_Stored data_:
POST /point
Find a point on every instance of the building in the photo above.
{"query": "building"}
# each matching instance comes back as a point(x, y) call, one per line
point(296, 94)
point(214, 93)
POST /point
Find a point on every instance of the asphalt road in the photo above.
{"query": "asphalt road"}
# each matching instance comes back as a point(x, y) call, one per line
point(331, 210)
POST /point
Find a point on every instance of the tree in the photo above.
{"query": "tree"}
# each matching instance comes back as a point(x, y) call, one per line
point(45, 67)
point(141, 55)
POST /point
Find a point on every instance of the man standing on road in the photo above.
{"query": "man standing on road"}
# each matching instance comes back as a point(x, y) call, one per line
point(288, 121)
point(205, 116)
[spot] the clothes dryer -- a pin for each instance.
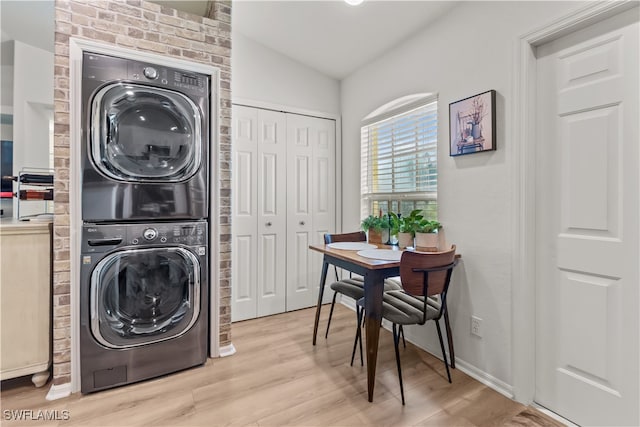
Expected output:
(145, 130)
(143, 301)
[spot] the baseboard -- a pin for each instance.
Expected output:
(59, 391)
(485, 378)
(553, 415)
(469, 369)
(227, 350)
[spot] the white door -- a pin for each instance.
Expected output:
(244, 252)
(587, 298)
(310, 203)
(259, 213)
(272, 215)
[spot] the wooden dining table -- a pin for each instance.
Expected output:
(374, 271)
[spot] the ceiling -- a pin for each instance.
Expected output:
(332, 36)
(329, 36)
(31, 22)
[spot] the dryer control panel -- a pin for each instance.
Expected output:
(109, 68)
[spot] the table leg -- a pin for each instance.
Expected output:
(323, 279)
(373, 288)
(452, 356)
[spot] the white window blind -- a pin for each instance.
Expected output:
(399, 157)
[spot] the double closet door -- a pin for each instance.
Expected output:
(283, 199)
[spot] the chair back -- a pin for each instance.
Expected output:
(357, 236)
(414, 274)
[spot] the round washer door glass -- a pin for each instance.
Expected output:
(143, 133)
(142, 296)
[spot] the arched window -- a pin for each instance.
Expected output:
(400, 157)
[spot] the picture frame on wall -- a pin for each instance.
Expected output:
(472, 124)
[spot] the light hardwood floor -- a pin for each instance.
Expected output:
(278, 378)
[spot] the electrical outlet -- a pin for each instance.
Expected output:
(476, 326)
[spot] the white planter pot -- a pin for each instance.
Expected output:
(405, 240)
(427, 241)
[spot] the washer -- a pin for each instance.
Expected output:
(143, 301)
(145, 144)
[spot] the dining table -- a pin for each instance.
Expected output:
(374, 271)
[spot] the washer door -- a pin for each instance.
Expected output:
(143, 296)
(145, 134)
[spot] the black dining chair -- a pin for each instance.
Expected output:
(425, 279)
(352, 287)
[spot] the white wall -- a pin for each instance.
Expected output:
(468, 51)
(262, 74)
(32, 110)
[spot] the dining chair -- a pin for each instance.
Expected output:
(423, 276)
(353, 287)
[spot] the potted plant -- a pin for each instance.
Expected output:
(427, 235)
(375, 226)
(406, 227)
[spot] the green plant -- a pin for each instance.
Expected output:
(429, 226)
(375, 223)
(409, 223)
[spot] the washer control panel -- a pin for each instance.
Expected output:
(150, 234)
(106, 237)
(150, 73)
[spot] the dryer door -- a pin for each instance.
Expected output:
(145, 134)
(142, 296)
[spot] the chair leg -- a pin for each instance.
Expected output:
(333, 303)
(360, 326)
(358, 337)
(396, 339)
(444, 355)
(452, 356)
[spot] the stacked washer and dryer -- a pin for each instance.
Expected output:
(144, 293)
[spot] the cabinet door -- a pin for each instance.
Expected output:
(310, 203)
(259, 213)
(244, 253)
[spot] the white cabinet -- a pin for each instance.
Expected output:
(283, 188)
(25, 275)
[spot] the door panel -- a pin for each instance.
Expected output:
(588, 190)
(311, 203)
(272, 215)
(244, 254)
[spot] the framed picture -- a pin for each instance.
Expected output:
(472, 124)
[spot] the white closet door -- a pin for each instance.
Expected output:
(244, 253)
(272, 215)
(323, 196)
(259, 213)
(310, 203)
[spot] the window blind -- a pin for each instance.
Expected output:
(399, 156)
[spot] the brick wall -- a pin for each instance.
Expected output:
(143, 26)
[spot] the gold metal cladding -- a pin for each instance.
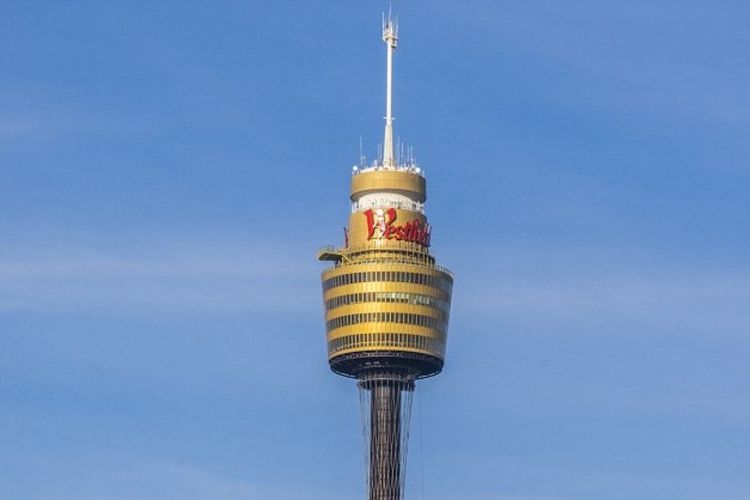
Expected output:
(407, 183)
(376, 306)
(359, 230)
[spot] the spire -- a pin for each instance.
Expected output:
(390, 37)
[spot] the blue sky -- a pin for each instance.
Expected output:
(168, 170)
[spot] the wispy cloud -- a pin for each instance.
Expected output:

_Aim of the task_: Take each line of the material that contains the word "building" and list it.

_Result_:
Find a point on every instance of the building in the photo above.
{"query": "building"}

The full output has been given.